__YOUR TASK__
Reproduce the stretch from the start of the records through the line containing "(334, 778), (574, 1188)", including the requests. Multiply every box coordinate in the answers by 0.75 and round to whole numbers, with halves rounding up. Leave the requests and their format samples unchanged.

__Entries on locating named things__
^^^^

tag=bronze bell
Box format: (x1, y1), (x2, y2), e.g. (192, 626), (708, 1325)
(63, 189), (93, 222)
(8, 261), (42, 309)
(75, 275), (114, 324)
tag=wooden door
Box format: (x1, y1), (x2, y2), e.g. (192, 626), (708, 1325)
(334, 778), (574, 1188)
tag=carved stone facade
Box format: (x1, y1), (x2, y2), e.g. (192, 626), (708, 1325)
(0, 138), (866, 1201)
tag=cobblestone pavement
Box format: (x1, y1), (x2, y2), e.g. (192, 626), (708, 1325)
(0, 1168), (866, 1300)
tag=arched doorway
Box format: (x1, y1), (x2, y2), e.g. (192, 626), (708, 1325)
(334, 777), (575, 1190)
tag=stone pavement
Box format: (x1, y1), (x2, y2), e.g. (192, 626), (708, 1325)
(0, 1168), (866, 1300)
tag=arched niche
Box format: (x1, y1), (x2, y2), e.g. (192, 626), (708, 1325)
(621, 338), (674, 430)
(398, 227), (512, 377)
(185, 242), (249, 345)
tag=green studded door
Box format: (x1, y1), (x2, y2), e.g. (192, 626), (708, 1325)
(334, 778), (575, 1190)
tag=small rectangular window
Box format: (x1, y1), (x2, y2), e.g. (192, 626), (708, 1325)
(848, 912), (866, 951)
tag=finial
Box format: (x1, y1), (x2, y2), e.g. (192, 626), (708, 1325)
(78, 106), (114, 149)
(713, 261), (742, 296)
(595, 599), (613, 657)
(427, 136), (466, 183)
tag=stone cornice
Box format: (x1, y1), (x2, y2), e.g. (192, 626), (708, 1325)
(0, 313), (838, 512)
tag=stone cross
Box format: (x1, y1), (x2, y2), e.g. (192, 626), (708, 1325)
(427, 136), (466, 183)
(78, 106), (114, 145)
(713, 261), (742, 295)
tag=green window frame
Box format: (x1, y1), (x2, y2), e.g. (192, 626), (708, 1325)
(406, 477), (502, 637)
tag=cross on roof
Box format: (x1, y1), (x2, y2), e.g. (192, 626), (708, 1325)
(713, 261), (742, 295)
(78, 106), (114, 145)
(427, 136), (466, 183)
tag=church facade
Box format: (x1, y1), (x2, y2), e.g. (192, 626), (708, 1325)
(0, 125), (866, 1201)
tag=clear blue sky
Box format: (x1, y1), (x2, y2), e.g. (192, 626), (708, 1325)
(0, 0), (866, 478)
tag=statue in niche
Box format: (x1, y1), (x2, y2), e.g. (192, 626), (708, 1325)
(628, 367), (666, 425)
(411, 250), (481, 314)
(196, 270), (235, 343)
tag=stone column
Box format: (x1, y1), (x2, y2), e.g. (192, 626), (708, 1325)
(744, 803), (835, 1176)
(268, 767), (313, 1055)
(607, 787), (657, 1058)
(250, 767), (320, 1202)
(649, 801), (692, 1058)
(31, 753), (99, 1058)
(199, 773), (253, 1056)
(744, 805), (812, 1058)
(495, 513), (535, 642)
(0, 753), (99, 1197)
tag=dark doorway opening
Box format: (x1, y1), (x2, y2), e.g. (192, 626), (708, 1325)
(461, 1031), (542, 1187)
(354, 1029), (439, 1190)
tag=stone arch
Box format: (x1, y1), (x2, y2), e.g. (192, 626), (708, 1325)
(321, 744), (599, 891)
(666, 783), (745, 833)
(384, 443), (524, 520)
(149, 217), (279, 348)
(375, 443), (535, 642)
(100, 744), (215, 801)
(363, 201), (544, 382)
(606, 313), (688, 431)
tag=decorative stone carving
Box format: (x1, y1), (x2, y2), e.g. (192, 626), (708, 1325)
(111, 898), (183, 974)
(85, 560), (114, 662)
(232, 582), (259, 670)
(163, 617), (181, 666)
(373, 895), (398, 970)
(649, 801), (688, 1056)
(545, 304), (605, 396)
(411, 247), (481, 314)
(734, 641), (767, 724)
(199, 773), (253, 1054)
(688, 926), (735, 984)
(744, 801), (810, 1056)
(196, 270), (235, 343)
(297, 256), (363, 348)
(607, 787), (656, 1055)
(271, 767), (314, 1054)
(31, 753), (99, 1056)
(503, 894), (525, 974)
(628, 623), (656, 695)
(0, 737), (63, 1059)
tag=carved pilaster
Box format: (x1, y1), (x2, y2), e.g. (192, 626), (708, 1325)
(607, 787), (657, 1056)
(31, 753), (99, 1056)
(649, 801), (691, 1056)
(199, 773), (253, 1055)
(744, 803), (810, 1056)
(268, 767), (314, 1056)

^^^^

__ANSWER IN FULL__
tag=bronze bell
Box format: (x1, y1), (x2, y2), e.g. (192, 626), (708, 1325)
(47, 142), (70, 167)
(6, 196), (32, 232)
(56, 206), (86, 243)
tag=wooden door
Box format: (x1, y1), (x2, y2), e.g. (192, 626), (708, 1325)
(251, 584), (431, 891)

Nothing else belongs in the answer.